(Beginning of EXERCISE INPUT)

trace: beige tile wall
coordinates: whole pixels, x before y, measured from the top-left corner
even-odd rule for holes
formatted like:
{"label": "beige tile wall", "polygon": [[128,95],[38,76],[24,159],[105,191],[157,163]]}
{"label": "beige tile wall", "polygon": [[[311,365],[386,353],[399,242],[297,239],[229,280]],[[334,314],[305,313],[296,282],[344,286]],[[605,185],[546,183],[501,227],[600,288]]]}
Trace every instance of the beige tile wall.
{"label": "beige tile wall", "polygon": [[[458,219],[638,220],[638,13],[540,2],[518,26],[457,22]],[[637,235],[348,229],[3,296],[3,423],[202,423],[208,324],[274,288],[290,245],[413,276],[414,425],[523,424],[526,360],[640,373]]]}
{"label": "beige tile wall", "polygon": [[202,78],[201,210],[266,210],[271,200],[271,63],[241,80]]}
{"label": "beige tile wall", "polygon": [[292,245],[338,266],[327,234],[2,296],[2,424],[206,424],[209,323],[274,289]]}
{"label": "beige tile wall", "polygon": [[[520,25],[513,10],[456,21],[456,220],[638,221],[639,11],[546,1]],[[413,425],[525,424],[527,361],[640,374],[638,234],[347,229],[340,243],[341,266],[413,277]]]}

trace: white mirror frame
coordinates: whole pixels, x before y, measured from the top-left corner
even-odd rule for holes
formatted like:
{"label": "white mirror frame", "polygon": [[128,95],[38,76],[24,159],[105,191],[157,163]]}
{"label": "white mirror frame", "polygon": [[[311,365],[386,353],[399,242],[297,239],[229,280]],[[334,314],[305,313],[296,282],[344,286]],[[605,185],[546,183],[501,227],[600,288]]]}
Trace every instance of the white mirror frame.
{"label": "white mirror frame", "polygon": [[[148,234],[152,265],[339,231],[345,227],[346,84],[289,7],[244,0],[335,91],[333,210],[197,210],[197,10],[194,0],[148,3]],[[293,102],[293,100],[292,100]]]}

(End of EXERCISE INPUT)

— WHAT TO DO —
Create a word-for-word copy of the whole listing.

— SOLVED PROBLEM —
trace: beige tile wall
coordinates: whole pixels, x before y, measured from the top-left corner
even-odd rule for holes
formatted like:
{"label": "beige tile wall", "polygon": [[128,95],[38,76],[24,159],[105,191],[157,163]]}
{"label": "beige tile wall", "polygon": [[[311,365],[386,353],[399,242],[297,239],[229,280]],[[334,314],[305,313],[296,282],[344,286]],[[605,185],[546,183],[501,227],[600,288]]]}
Trace every instance of the beige tile wall.
{"label": "beige tile wall", "polygon": [[[458,219],[638,220],[638,13],[540,2],[518,26],[457,22]],[[637,235],[348,229],[3,296],[3,423],[202,423],[208,324],[274,288],[290,245],[413,276],[414,425],[523,424],[526,360],[640,373]]]}
{"label": "beige tile wall", "polygon": [[202,78],[201,210],[266,210],[271,200],[271,63],[241,80]]}
{"label": "beige tile wall", "polygon": [[292,245],[338,266],[327,234],[2,296],[2,424],[206,424],[209,323],[274,289]]}
{"label": "beige tile wall", "polygon": [[[520,25],[513,10],[456,21],[456,220],[638,221],[639,11],[546,1]],[[413,425],[525,424],[527,361],[640,374],[638,234],[347,229],[340,243],[341,266],[413,277]]]}

trace: white mirror frame
coordinates: whole pixels, x before y, measured from the top-left corner
even-odd rule for holes
formatted like:
{"label": "white mirror frame", "polygon": [[128,95],[38,76],[24,159],[105,191],[157,163]]}
{"label": "white mirror frame", "polygon": [[[311,365],[386,353],[399,242],[297,239],[229,280]],[[334,314],[305,313],[296,282],[344,286]],[[605,185],[546,183],[501,227],[600,288]]]}
Trace every instance of the white mirror frame.
{"label": "white mirror frame", "polygon": [[[148,234],[152,265],[339,231],[345,227],[346,84],[289,7],[244,0],[335,91],[333,210],[197,210],[197,10],[194,0],[148,3]],[[293,102],[293,100],[292,100]]]}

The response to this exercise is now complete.